## Position identification records
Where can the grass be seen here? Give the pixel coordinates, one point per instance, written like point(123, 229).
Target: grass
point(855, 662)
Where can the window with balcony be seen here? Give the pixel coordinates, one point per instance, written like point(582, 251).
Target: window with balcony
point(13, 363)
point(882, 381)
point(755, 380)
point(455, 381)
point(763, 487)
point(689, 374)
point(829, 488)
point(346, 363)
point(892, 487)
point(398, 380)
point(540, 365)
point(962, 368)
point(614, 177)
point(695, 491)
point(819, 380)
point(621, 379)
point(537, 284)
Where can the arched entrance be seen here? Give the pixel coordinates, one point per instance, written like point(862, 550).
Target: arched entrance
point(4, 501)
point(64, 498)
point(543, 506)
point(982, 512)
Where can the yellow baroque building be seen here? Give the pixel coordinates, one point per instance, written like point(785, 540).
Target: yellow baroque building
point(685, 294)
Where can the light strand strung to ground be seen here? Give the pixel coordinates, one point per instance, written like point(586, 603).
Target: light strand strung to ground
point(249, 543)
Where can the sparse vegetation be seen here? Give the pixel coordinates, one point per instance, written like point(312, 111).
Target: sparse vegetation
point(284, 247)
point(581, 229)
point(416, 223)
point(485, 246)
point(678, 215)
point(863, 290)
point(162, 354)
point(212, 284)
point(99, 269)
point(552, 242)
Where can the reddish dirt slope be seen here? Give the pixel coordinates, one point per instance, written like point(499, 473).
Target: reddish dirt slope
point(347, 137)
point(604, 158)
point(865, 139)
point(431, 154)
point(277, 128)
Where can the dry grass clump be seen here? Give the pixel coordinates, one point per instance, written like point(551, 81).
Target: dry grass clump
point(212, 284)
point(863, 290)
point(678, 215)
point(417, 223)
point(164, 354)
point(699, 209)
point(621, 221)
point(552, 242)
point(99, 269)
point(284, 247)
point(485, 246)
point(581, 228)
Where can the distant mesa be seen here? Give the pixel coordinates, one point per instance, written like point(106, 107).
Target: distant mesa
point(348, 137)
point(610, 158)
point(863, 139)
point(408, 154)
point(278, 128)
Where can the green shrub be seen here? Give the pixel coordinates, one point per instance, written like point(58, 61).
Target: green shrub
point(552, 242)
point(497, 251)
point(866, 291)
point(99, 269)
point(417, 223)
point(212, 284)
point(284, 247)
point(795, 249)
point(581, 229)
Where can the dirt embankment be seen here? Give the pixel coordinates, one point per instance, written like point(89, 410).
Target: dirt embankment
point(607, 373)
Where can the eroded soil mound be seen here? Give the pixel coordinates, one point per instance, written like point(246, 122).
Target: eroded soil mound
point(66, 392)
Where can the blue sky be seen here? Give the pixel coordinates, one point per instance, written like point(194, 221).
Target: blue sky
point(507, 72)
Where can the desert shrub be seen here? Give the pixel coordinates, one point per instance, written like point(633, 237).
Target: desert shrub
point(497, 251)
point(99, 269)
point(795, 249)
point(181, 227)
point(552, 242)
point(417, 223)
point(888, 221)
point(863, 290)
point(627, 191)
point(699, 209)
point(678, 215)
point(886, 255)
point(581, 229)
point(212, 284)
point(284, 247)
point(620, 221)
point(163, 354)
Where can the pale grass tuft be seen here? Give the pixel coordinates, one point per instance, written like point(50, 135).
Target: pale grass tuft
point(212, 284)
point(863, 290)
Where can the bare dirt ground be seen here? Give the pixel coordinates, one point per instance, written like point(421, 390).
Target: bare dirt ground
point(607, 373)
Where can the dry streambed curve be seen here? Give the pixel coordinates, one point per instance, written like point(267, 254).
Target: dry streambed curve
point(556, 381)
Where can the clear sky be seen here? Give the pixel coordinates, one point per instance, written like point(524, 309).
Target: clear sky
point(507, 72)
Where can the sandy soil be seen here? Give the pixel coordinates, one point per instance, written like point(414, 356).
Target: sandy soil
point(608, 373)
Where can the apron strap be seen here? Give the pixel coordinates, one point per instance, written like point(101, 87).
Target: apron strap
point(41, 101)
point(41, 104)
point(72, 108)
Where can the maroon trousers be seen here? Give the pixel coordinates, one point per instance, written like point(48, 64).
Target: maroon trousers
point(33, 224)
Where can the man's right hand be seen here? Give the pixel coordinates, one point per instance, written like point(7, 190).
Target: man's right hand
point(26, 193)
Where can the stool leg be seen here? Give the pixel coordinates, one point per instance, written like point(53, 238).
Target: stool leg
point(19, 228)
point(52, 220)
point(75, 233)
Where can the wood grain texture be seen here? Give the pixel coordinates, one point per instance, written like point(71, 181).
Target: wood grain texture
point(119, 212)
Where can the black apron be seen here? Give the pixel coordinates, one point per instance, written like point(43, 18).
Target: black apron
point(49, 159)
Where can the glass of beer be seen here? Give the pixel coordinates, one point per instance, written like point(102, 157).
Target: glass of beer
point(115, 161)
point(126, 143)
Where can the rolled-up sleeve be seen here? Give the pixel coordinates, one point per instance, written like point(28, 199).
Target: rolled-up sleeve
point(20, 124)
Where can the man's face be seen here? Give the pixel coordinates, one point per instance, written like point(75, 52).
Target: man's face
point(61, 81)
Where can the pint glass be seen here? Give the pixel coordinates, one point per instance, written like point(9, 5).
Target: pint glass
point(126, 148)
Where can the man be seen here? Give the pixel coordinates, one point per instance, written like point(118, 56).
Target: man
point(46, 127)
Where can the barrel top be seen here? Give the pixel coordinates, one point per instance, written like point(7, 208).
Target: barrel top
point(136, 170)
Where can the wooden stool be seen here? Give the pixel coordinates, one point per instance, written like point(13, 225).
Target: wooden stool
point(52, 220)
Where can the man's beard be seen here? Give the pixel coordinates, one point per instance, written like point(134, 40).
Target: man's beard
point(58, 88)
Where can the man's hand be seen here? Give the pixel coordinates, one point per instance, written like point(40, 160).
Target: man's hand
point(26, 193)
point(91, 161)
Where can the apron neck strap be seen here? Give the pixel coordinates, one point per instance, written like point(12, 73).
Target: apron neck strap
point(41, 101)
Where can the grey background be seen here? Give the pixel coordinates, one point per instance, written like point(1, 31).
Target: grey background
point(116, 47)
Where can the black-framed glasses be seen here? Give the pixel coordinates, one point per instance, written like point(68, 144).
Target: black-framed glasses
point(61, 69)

## WHAT IS REQUIRED
Retype every line of the listing above, character for character and in the same order.

## ANSWER FOR THE TASK
Where can the grass be seen here? Give the pixel coordinates, one point per instance, written like point(123, 229).
Target: grass
point(855, 662)
Where can the window with balcony be seen here? Give the pixel coordinates, one point per instance, written like point(582, 251).
Target: window with balcony
point(13, 363)
point(882, 381)
point(755, 380)
point(455, 381)
point(763, 487)
point(689, 374)
point(829, 488)
point(346, 363)
point(892, 487)
point(398, 380)
point(540, 365)
point(962, 368)
point(614, 177)
point(695, 491)
point(819, 380)
point(621, 379)
point(537, 284)
Where can the arched entrance be seen here? Give the pixel coordinates, one point per instance, written like point(862, 550).
Target: arched entrance
point(4, 501)
point(64, 498)
point(543, 506)
point(982, 512)
Where can the yellow baroque building be seen here? Give the pixel coordinates, one point per instance, written like point(785, 540).
Target: yellow baroque building
point(685, 294)
Where can the light strand strung to ground be seen here? Give the pixel coordinates, one point per instance, written like point(586, 603).
Target: light strand strung to ground
point(249, 543)
Where can the sparse vegetation be seen here? Give the pixel coordinates, one point per instance, written like point(312, 111).
Target: sparse vegetation
point(284, 247)
point(581, 229)
point(416, 223)
point(485, 246)
point(678, 215)
point(863, 290)
point(162, 354)
point(212, 284)
point(99, 269)
point(552, 242)
Where can the reddish dirt slope be seen here? Give the pixel coordinates, one point per instance, written like point(499, 473).
Target: reddish dirt slope
point(347, 137)
point(604, 158)
point(865, 139)
point(431, 154)
point(277, 128)
Where can the dry grass clump be seen here? Give the pixel coordinates, one point per instance, written like point(551, 81).
Target: dry grass clump
point(212, 284)
point(863, 290)
point(678, 215)
point(417, 223)
point(164, 354)
point(699, 209)
point(621, 221)
point(552, 242)
point(99, 269)
point(284, 247)
point(485, 246)
point(581, 228)
Where can the distant mesa be seen here? Give the pixel coordinates, one point per instance, written like point(106, 107).
Target: distant mesa
point(348, 137)
point(610, 158)
point(863, 139)
point(408, 154)
point(278, 128)
Where can the green shrub be seen here? Give the pixel coordinates, one point per instance, written like point(58, 61).
Target: green shrub
point(552, 242)
point(497, 251)
point(866, 291)
point(99, 269)
point(417, 223)
point(212, 284)
point(284, 247)
point(795, 249)
point(581, 229)
Where can the dirt embankment be seen here? Give the pixel coordinates, one point per instance, written like point(89, 410).
Target: dirt embankment
point(607, 373)
Where can the eroded soil mound be seen here? Give the pixel coordinates, one point per instance, written like point(246, 122).
Target: eroded soil mound
point(66, 392)
Where can the blue sky be seen here? Give the pixel coordinates, one point per instance, written like point(194, 221).
Target: blue sky
point(507, 72)
Where can the desert shrub be seen here? Give the pixel coordinates, one point per instance, written like point(633, 237).
Target: desert shrub
point(497, 251)
point(99, 269)
point(795, 249)
point(181, 227)
point(552, 242)
point(417, 223)
point(888, 221)
point(863, 290)
point(627, 191)
point(699, 209)
point(678, 215)
point(886, 255)
point(581, 229)
point(212, 284)
point(284, 247)
point(620, 221)
point(163, 354)
Where can the pale grass tuft be seen here? Give the pixel coordinates, one point per instance, written like point(50, 135).
Target: pale grass tuft
point(212, 284)
point(863, 290)
Where can the bare dirt ground be seen here? Give the pixel coordinates, one point per instance, written like point(421, 390).
Target: bare dirt ground
point(607, 373)
Where can the dry streambed curve be seen here? Give the pixel coordinates, one point per instance, written like point(267, 254).
Target: dry streambed curve
point(556, 381)
Where can the clear sky be seen here? Give the pixel coordinates, one point per instance, written like point(524, 309).
Target: clear sky
point(507, 72)
Where can the sandy soil be seen here? Give the pixel coordinates, one point per instance, written like point(414, 356).
Target: sandy soil
point(608, 373)
Where can the apron strap be seen here? Give the pixel coordinates, one point per instance, written like point(101, 87).
Target: apron strap
point(41, 101)
point(41, 104)
point(72, 108)
Where can the maroon trousers be seen here? Give the pixel coordinates, one point per instance, written like point(48, 64).
Target: maroon trousers
point(33, 224)
Where can the man's right hand be seen here? Give the pixel coordinates, one point per instance, written like point(7, 190).
Target: man's right hand
point(26, 193)
Where can the stool leg be seen here? Give the pixel coordinates, one point per instance, written like point(53, 238).
Target: stool leg
point(19, 228)
point(52, 220)
point(75, 233)
Where can the wood grain texture be seen here? Give the pixel coordinates, one point per instance, written like point(71, 181).
Target: wood grain texture
point(119, 212)
Where can the black apron be seen here? Give the pixel coordinates, one point per instance, written like point(43, 18).
Target: black apron
point(49, 159)
Where can the glass of beer be seen here? Give the pixel coordinates, one point per instance, written like point(102, 157).
Target: glass of beer
point(115, 161)
point(126, 143)
Where can the rolled-up sleeve be seen here? Give the pixel coordinates, one point per instance, written like point(28, 199).
Target: rolled-up sleeve
point(20, 124)
Where can the man's face be seen here? Give the pixel coordinates, one point per instance, written like point(75, 52).
Target: man's face
point(61, 81)
Where can the pint glass be seen here? Give the pixel coordinates, one point per instance, written like point(9, 5).
Target: pint glass
point(126, 148)
Where can the man be seen here? Give the pixel coordinates, one point per instance, written like point(118, 56).
Target: man
point(46, 127)
Where can the barrel top be seen here? Give the pixel coordinates, one point per instance, written like point(7, 208).
Target: barrel top
point(136, 170)
Where can the wooden stool be seen here? Give the pixel coordinates, one point per instance, written like point(13, 225).
Target: wooden stool
point(52, 220)
Where can the man's beard be seen here? Give the pixel coordinates, one point per instance, written like point(134, 40).
Target: man's beard
point(58, 88)
Where can the man's hand be seen here? Give the pixel coordinates, one point per instance, written like point(40, 160).
Target: man's hand
point(26, 193)
point(91, 161)
Where can the apron neck strap be seen here? Give the pixel coordinates, one point per instance, written like point(12, 73).
Target: apron neck strap
point(41, 101)
Where can the grey background be seen here? Give the pixel coordinates, one point per instance, written like point(1, 31).
Target: grey background
point(116, 47)
Where can the black-framed glasses be seen here? Give the pixel coordinates, one point per instance, written like point(68, 144).
Target: black-framed glasses
point(61, 69)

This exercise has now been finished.